From the post about Judge Pearson and the drycleaners, write out word for word the passage that begins at "The Washington Post’s" and stops after "and Custom Cleaners.".

_Excerpted text_

________

Pantalunacy: Judge Pearson and the Drycleaners

By June 13, 2007Briefly Legal

The legal excesses, i.e., excrescences of one D.C. administrative judge, Roy Pearson, have finally burst beyond the Washington, D.C., media to sweep the nation by silly storm, thanks to the opening of the civil trial. Turn on the TV here in Bismarck and there’s ABC’s Jim Avila, telling the story of the judge who sued his drycleaners for millions of dollars because they lost his pants. (Previously recounted here.)

Even the trial lawyers are (mockedly) outraged, Avila reports:

“It’s outrageous and it’s shameful,” Bill Schulz, spokesman for the American Association for Justice, the largest trial lawyer group in the nation, told ABC News. The A.A.J. filed a complaint about Pearson recently with the District of Columbia bar association.

(Interesting. The broadcast news last night had Schulz representing the American Trial Lawyers Association. Apparently some editor recognized after the show that the group had changed its name to hide its reputation, although, of course, they remain more interested in representing trial lawyers than justice.)

Anyway, the DCist blog has a quick and dirty and link-rich summary — we can get that dirt out for you — of the trial, with the big news being Pearson’s crying over the lost pants, his weight gain and painful divorce. What, did the cleaners forget to let out the waist by an inch?

The Washington Post’s Marc Fisher reported on and is now blogging the (boring) proceedings.

We’ll check back with a summary once justice is done.

Oh, right, too late for justice…at least for the poor Chungs and Custom Cleaners.

Join the discussion One Comment

  • I can’t believe this judge got a trial over this. It makes America the laughingstalk of the world. Valid cases are being disposed of through dismissals and summary judgments. For instance, my son has been trying to get a trial for seven years! He has a very good medical malpractice case. He has permanent impairment due to the hospital treating him for a dislocation when really his arm was broken, necessitating surgery for a fracture that couldn’t be detected in the original x-rays. Res ispo loquitor, or the thing speaks for itself. He has no attorney. His attorney dropped him after an unfavorable vote of the medical panel. It’s a requirement that you go before this panel here in Maine before you can file a med malpractice lawsuit. I helped him respond to the motion for summary judgment, but the judge ruled against him so now in order to get a trial we must win the appeal. It’s like our lawyer skills are on trial instead of what should really be on trial… the physician’s and hospital’s medical skills. I’ve written about this and other scandal in my state. My book is proof of failed or failing fast judicial and political systems!

________

_Data records_
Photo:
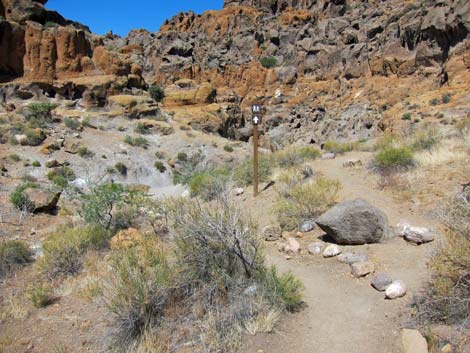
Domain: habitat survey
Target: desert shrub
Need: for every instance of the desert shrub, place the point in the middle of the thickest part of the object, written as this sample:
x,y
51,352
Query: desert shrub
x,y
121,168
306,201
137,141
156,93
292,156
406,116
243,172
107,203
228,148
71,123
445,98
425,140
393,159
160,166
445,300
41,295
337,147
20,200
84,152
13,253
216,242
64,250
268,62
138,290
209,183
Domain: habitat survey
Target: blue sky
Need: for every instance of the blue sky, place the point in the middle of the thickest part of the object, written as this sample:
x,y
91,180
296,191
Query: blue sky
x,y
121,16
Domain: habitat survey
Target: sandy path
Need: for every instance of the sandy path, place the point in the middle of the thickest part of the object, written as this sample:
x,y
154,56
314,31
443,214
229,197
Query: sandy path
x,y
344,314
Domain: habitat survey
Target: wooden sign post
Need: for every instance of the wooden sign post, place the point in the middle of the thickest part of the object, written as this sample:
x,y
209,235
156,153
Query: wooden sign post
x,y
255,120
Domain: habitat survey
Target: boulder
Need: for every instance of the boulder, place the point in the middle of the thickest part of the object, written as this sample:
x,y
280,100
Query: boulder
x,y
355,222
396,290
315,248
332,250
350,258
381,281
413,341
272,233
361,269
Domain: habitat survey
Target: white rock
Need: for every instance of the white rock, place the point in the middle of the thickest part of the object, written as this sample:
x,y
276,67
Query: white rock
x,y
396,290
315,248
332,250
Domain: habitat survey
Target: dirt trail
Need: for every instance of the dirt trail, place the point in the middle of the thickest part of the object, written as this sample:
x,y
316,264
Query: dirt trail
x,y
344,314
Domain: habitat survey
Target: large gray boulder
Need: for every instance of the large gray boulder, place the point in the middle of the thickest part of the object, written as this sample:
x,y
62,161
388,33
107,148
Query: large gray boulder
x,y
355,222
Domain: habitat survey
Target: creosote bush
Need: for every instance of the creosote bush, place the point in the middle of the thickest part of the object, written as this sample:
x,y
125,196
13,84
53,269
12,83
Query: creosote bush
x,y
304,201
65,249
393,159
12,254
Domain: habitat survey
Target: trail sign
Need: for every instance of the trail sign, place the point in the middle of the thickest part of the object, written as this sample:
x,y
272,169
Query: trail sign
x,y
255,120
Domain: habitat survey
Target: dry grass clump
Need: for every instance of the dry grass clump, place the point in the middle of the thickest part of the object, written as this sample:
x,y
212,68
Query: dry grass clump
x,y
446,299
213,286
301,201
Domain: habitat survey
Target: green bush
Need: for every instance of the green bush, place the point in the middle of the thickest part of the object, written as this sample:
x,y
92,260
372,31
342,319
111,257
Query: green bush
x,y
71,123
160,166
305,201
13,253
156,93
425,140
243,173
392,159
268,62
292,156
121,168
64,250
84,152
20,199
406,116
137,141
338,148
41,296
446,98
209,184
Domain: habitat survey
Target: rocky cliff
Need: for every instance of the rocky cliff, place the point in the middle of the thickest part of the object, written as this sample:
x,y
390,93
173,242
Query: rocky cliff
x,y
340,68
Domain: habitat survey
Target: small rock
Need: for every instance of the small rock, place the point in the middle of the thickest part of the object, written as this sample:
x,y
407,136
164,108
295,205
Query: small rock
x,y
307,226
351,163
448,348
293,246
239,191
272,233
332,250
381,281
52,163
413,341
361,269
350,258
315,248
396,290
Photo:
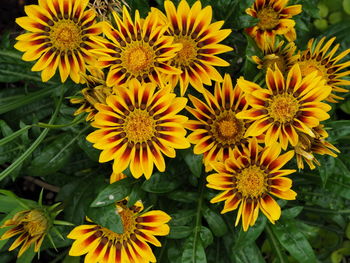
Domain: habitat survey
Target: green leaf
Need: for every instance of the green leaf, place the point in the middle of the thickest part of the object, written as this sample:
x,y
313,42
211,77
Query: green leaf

________

_Final answer_
The Washington Post’s Marc Fisher reported on and is now blogging the (boring) proceedings.

We’ll check back with a summary once justice is done.

Oh, right, too late for justice…at least for the poor Chungs and Custom Cleaners.